■ What you need to do
In the listing below, locate the line containing "Task: locate the man's dreadlocked hair."; reproduce that line and all lines that follow it, unchanged.

■ Saved entries
----------------

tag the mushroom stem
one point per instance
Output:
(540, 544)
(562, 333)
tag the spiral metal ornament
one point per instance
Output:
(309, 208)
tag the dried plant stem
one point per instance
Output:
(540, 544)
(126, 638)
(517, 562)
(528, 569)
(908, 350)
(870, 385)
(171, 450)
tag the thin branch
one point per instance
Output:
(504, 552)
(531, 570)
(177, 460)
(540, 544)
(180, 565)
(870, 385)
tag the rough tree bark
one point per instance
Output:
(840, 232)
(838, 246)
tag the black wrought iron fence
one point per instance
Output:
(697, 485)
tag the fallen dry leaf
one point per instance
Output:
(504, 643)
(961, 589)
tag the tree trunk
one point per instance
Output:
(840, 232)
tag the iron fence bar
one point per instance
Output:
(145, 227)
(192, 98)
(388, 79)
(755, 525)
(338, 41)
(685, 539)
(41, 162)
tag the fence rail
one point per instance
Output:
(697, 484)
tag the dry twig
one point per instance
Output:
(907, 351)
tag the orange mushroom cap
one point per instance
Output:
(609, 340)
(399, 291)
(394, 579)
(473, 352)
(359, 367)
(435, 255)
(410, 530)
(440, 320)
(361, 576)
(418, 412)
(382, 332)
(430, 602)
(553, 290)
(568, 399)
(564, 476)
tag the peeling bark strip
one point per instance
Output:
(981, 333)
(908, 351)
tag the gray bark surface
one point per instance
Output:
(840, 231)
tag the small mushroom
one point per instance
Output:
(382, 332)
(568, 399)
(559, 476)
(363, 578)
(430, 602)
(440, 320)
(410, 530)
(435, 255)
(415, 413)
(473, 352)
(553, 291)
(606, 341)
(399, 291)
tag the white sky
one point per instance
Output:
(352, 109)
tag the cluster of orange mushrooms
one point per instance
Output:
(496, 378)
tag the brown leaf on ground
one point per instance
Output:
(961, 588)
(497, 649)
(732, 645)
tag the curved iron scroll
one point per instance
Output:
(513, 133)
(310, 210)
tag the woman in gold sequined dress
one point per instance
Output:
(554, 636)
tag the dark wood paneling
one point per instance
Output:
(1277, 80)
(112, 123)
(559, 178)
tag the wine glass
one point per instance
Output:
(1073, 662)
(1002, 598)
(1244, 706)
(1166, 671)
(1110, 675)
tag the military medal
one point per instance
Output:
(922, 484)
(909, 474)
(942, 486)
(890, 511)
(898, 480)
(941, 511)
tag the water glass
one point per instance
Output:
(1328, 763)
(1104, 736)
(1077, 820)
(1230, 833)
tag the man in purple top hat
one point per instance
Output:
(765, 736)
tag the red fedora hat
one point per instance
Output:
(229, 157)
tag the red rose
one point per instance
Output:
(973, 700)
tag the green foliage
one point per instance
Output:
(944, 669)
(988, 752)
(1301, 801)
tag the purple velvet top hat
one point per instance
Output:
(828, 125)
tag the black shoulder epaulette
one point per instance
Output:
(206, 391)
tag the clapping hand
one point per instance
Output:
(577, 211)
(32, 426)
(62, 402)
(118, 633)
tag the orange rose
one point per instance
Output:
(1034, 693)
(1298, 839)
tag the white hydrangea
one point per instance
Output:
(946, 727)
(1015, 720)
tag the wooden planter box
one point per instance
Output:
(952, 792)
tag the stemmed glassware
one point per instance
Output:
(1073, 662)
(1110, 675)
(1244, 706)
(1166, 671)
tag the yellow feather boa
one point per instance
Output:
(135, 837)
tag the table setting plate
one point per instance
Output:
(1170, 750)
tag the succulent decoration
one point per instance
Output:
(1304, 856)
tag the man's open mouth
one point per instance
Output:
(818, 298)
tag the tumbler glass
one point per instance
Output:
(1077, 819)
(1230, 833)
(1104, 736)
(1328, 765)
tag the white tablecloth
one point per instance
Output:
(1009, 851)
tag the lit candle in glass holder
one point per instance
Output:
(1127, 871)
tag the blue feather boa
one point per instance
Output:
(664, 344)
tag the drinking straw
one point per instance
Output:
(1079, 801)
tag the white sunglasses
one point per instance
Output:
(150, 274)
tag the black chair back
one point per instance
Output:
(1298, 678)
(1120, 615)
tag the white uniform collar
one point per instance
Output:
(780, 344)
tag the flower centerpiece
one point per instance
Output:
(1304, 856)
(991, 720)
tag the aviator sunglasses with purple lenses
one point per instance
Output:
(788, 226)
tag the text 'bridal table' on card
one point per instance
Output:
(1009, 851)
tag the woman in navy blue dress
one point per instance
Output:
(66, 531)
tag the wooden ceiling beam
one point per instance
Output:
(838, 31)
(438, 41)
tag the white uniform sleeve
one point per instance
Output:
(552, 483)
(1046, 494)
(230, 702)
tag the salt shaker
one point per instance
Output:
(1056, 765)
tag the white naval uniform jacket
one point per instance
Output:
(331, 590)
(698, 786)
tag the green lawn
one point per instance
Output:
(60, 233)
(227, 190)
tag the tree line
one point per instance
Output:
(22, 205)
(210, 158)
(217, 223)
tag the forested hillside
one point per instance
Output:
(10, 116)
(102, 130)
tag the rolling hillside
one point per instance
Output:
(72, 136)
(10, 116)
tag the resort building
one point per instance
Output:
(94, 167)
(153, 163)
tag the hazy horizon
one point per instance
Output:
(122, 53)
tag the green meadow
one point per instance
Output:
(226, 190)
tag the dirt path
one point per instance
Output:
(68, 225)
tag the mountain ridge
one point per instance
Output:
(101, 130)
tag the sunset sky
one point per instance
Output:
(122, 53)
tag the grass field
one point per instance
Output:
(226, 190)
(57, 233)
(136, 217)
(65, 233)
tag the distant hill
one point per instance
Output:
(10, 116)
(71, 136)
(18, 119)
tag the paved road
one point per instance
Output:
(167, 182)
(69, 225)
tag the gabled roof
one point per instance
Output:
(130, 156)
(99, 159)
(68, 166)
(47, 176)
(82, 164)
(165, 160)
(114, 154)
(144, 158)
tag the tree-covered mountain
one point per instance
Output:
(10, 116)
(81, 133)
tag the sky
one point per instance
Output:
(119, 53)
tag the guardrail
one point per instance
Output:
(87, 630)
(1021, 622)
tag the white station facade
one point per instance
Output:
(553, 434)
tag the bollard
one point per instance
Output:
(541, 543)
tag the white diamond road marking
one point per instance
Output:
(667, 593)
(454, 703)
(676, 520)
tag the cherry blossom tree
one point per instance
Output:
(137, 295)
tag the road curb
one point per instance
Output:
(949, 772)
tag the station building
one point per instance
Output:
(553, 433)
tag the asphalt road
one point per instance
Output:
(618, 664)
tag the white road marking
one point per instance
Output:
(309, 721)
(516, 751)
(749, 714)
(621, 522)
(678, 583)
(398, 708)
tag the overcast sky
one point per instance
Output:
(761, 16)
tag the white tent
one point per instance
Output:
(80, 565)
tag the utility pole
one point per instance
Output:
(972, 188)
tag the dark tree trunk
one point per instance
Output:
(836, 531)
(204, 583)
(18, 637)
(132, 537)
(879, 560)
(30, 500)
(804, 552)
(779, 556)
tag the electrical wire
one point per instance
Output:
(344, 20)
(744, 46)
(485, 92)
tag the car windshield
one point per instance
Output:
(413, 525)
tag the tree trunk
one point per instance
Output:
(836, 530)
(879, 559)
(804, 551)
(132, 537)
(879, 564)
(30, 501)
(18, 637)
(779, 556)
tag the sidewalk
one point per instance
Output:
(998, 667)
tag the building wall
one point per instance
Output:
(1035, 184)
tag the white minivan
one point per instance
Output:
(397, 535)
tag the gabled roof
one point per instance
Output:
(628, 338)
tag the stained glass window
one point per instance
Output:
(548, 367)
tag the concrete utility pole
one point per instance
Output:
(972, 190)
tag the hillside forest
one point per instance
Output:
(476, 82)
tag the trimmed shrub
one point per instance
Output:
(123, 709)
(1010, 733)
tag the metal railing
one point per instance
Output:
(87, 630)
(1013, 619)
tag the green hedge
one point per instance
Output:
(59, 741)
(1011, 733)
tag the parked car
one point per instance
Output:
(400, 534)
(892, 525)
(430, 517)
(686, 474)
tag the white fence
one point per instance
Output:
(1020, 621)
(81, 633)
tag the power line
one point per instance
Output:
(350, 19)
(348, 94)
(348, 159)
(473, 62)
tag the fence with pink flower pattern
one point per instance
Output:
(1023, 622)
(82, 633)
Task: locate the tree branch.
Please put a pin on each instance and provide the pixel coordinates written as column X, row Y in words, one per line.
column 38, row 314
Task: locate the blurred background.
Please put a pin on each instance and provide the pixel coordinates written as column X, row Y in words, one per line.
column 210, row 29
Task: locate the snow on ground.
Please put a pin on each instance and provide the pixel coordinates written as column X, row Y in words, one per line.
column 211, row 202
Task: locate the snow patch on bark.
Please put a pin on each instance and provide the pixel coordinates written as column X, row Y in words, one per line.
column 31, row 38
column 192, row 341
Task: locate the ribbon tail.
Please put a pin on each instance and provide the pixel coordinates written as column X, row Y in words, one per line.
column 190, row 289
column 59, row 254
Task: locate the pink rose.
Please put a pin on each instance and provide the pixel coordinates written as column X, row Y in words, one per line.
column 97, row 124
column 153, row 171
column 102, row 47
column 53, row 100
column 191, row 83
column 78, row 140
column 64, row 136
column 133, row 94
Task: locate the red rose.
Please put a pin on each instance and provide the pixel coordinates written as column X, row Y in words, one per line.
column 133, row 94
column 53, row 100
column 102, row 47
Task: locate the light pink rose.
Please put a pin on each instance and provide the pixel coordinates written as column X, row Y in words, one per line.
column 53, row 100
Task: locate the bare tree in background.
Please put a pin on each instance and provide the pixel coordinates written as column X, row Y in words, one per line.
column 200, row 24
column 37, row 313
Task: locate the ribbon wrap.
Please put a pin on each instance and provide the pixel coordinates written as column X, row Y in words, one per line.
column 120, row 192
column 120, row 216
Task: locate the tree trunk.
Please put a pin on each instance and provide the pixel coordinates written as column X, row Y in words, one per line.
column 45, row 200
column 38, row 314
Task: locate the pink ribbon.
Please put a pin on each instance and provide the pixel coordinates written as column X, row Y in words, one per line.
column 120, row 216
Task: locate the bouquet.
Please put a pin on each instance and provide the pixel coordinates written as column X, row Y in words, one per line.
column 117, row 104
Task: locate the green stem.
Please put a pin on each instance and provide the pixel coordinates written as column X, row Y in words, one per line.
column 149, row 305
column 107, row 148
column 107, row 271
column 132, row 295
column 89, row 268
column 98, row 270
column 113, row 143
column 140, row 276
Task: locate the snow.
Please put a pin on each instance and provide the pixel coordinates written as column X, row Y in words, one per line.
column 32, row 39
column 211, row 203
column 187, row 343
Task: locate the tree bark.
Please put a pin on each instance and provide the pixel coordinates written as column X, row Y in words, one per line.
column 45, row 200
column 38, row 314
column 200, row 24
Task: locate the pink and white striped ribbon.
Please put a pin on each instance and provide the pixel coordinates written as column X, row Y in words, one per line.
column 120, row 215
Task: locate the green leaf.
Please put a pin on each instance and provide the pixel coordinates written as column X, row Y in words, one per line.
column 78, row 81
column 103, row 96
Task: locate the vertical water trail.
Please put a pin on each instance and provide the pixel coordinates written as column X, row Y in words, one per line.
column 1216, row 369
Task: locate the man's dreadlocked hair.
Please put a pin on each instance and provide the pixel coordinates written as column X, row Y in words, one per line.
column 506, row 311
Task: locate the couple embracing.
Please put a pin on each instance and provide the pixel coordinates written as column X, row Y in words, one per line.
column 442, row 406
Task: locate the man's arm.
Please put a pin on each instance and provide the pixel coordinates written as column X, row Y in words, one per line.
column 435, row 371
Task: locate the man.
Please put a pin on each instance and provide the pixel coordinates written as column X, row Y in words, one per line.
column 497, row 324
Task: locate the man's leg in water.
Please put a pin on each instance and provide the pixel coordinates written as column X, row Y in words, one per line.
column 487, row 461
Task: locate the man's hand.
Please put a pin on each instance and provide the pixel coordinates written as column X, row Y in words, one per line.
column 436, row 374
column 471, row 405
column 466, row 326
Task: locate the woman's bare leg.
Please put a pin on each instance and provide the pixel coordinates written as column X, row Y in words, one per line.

----------------

■ Response to the task
Task: locate the man's dreadlocked hair.
Please put a pin on each instance and provide the pixel coordinates written as column X, row Y in words, one per line.
column 506, row 311
Task: locate the couple embracing.
Please put a pin on each instance and provide the pixel coordinates written as column X, row Y in words, one per line.
column 442, row 406
Task: locate the man's arm.
Please put a pin on each instance and provide the pixel coordinates written as column X, row Y in words, one per line.
column 435, row 371
Task: locate the man.
Please put a pin on each instance and provide the pixel coordinates written as column X, row Y in words, one per line.
column 497, row 324
Task: locate the man's leg in water.
Please put a pin on each instance and provide the pixel coordinates written as column X, row Y in words, one per line.
column 487, row 461
Task: locate the man's hand.
Please put a pin on each instance and provide the pixel coordinates written as column X, row Y in words, one per line.
column 436, row 374
column 471, row 405
column 466, row 326
Task: locate the woman's bare leg.
Please put a pin on each instance and provide the pixel coordinates written as column X, row Y in words, one per line.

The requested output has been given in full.